- Exercise brief -
Retype, without any change, the lines running from the line that contains "of the pink-tinged" to the line that contains "column 514, row 253", both included.

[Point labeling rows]
□ □ □ □

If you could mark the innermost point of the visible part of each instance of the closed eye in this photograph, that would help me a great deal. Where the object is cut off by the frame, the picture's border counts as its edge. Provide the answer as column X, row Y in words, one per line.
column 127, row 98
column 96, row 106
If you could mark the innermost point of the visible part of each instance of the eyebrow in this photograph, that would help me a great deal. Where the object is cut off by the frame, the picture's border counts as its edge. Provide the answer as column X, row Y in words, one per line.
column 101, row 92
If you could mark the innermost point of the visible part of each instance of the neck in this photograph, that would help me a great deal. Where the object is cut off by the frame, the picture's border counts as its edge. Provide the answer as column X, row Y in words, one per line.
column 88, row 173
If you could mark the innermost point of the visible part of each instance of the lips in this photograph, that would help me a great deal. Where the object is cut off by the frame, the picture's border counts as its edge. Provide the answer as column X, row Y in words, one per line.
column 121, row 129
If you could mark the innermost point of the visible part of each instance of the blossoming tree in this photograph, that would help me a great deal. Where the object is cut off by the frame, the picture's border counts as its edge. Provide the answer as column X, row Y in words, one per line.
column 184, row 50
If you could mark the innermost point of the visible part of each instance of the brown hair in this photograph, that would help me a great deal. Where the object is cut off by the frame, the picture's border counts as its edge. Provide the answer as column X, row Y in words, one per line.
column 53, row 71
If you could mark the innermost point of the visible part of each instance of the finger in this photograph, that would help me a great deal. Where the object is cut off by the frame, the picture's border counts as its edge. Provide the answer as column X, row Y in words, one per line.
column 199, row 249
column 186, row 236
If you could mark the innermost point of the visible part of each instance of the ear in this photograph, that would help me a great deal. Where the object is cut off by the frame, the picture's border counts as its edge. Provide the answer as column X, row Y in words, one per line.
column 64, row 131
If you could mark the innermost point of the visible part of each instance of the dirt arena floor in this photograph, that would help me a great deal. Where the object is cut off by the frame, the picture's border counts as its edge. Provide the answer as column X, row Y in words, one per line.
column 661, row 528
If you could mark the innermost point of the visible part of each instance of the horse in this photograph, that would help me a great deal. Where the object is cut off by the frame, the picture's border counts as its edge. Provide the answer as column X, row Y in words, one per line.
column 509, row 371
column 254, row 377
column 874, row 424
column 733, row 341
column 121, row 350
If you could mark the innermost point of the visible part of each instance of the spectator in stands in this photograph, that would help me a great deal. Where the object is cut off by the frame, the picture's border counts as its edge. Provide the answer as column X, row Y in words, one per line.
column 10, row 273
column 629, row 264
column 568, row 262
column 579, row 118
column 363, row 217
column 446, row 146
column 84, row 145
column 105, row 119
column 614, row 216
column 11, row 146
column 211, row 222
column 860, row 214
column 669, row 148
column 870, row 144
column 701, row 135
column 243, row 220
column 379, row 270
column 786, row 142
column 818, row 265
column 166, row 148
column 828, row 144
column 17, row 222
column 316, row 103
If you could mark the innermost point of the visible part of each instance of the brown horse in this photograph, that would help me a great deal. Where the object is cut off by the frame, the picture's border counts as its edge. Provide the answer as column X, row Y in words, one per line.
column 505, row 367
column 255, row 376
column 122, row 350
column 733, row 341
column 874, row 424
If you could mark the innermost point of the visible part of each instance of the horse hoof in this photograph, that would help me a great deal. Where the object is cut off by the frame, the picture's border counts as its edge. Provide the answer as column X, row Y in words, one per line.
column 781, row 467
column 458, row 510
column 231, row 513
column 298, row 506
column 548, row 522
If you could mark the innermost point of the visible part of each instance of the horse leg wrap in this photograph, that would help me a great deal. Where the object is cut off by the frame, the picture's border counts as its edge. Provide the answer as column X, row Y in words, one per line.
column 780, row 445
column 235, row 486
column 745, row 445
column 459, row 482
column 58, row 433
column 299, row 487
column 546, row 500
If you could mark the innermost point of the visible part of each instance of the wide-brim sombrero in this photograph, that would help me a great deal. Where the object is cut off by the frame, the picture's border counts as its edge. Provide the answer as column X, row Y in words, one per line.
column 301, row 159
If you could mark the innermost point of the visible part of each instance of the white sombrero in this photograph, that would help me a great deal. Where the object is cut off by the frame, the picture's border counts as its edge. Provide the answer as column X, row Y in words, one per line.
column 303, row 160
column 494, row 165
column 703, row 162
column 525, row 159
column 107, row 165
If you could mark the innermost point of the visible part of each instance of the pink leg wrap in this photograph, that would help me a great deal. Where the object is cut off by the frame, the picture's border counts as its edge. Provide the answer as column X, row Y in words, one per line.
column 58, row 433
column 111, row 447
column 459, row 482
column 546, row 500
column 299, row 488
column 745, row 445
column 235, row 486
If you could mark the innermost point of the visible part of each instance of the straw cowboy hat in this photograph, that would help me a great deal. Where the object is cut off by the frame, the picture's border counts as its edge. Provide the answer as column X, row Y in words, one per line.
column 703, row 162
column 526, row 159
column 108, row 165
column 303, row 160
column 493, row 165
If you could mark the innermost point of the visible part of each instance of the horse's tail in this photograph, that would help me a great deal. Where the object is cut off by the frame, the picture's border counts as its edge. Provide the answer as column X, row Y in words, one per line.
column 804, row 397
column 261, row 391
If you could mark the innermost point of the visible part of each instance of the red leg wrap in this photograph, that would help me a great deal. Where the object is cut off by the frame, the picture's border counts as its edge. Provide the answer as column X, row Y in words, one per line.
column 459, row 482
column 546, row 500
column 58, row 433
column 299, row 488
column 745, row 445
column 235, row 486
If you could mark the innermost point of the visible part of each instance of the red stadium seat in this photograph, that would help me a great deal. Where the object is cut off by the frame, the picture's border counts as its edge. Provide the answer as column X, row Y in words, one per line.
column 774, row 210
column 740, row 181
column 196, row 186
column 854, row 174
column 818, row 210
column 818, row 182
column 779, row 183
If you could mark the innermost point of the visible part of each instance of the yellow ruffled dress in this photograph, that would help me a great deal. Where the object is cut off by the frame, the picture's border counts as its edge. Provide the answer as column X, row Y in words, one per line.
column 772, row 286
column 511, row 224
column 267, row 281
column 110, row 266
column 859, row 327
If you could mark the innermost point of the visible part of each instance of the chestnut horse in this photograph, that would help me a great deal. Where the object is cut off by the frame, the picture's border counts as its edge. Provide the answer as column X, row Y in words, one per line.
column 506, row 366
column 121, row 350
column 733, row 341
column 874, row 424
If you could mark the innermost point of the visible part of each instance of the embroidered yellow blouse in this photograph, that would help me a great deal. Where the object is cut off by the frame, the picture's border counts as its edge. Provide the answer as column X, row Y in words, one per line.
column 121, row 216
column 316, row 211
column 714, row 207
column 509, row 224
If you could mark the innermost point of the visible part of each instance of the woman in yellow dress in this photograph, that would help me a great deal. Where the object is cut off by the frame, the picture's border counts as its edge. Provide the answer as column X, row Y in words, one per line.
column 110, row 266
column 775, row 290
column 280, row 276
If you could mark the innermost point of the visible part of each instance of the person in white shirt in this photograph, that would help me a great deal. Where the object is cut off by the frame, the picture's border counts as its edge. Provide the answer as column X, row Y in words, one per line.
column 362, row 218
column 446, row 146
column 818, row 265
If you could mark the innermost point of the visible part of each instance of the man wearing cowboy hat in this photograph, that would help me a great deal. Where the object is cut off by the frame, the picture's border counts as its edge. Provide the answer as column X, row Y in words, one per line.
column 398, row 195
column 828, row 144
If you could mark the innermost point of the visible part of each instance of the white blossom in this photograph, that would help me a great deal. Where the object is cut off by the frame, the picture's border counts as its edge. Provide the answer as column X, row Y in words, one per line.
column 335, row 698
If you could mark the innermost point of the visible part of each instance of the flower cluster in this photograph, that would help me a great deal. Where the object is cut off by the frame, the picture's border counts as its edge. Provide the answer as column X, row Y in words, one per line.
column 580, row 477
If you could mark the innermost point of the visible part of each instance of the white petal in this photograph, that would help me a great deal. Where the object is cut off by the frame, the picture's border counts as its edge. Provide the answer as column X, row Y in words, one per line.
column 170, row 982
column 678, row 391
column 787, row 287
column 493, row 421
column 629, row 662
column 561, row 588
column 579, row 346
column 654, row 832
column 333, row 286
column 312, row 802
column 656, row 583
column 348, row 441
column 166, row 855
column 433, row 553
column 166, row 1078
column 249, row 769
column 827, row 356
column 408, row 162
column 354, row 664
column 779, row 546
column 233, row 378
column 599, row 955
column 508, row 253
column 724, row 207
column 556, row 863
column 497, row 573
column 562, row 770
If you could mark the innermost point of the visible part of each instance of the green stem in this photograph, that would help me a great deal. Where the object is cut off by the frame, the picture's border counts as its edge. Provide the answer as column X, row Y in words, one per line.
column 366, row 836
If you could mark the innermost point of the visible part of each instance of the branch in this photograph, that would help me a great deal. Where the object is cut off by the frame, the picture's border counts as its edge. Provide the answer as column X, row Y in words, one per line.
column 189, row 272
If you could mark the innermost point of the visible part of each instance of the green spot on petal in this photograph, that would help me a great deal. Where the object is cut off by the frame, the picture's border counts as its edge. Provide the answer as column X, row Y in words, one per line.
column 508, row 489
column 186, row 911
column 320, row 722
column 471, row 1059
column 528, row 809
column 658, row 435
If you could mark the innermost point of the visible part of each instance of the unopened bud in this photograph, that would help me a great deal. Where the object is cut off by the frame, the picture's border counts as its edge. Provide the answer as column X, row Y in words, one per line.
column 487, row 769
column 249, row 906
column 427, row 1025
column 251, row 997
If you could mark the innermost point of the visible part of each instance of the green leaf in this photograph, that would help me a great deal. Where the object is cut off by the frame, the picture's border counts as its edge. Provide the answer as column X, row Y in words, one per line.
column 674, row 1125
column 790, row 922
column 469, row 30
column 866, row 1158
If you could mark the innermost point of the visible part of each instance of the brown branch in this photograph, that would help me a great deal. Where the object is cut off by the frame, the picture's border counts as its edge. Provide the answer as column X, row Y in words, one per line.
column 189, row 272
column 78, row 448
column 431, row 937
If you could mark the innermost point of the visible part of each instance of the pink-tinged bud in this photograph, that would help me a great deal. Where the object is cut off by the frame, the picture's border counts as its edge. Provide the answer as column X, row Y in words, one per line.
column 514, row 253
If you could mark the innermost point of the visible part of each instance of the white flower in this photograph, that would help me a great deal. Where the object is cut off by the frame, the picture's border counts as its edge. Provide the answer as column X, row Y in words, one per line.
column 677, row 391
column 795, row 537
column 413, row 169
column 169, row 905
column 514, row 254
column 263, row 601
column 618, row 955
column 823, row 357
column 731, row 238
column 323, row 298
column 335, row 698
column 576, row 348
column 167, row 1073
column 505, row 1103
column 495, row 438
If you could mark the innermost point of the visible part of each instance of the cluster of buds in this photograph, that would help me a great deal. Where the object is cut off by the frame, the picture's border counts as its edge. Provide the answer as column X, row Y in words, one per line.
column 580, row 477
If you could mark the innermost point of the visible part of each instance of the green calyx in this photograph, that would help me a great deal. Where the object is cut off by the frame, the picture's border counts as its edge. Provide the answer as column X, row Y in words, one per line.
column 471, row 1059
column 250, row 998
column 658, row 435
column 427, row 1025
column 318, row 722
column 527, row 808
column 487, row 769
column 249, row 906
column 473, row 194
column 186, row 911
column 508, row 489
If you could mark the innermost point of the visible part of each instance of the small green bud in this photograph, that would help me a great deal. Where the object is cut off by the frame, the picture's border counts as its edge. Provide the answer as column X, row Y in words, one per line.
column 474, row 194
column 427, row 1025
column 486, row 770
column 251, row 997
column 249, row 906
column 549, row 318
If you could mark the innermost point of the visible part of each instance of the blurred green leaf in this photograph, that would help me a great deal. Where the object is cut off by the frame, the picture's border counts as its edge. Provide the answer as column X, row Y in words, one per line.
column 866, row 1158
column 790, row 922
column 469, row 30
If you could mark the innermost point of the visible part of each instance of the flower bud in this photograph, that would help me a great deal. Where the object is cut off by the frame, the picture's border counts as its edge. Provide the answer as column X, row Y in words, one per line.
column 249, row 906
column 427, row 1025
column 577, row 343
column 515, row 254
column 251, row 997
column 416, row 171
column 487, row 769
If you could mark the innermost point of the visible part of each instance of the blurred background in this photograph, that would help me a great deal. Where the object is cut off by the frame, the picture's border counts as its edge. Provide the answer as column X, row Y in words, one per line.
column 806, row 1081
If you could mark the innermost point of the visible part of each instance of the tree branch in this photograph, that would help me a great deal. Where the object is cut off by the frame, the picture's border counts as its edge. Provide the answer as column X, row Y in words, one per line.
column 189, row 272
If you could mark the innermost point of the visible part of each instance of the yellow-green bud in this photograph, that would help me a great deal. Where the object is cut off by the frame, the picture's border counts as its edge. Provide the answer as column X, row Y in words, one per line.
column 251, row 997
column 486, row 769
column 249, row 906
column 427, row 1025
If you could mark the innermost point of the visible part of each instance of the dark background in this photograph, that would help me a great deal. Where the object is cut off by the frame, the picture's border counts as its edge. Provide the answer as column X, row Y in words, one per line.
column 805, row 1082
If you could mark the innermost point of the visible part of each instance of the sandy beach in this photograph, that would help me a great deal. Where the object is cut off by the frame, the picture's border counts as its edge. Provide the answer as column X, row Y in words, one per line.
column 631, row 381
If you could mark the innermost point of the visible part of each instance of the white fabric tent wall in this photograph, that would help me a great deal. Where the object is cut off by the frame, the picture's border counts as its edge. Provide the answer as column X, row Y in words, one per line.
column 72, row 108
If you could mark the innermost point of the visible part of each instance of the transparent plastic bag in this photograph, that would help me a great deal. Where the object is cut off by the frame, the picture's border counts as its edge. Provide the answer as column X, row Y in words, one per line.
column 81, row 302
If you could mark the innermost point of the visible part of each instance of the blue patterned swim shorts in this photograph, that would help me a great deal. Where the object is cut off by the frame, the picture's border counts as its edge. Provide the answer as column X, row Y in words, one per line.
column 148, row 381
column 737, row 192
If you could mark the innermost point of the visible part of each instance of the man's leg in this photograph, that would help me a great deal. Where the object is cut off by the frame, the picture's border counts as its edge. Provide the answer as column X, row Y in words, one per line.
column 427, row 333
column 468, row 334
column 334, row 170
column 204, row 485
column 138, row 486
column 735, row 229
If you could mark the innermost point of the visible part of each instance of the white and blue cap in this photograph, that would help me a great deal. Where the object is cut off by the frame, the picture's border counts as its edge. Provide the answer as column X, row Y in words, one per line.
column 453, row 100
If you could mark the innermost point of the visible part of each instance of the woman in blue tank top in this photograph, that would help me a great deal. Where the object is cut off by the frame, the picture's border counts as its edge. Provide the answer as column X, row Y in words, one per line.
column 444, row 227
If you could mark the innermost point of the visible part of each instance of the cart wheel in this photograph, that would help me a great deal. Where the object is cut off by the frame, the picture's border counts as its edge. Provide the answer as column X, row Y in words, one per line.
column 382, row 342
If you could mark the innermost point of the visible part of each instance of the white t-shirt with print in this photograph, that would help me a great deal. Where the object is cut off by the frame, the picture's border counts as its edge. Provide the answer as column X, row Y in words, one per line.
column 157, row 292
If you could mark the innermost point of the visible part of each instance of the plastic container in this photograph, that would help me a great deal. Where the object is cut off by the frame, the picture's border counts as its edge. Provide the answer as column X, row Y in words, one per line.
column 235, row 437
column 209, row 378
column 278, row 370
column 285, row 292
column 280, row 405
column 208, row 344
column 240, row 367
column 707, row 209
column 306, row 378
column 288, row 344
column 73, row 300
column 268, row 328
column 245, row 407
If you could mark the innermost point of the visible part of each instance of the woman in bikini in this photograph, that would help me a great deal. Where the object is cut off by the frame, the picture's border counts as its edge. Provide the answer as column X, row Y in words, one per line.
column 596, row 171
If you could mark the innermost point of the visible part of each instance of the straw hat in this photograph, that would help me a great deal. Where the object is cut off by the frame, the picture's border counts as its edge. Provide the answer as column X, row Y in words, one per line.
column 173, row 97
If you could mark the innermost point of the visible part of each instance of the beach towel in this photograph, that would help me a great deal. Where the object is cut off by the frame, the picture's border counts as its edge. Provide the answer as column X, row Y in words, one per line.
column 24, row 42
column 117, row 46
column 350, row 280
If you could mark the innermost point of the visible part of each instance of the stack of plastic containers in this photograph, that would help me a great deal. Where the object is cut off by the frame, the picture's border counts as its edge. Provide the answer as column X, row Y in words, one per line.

□ □ □ □

- Worked solution -
If you could mark the innermost point of the visible part of each instance of the pink-tinged bud in this photograph, that would help me a great deal. Where the object is cut off by the frame, the picture's border counts as its edge. Provide the answer as column X, row Y in words, one per line.
column 514, row 253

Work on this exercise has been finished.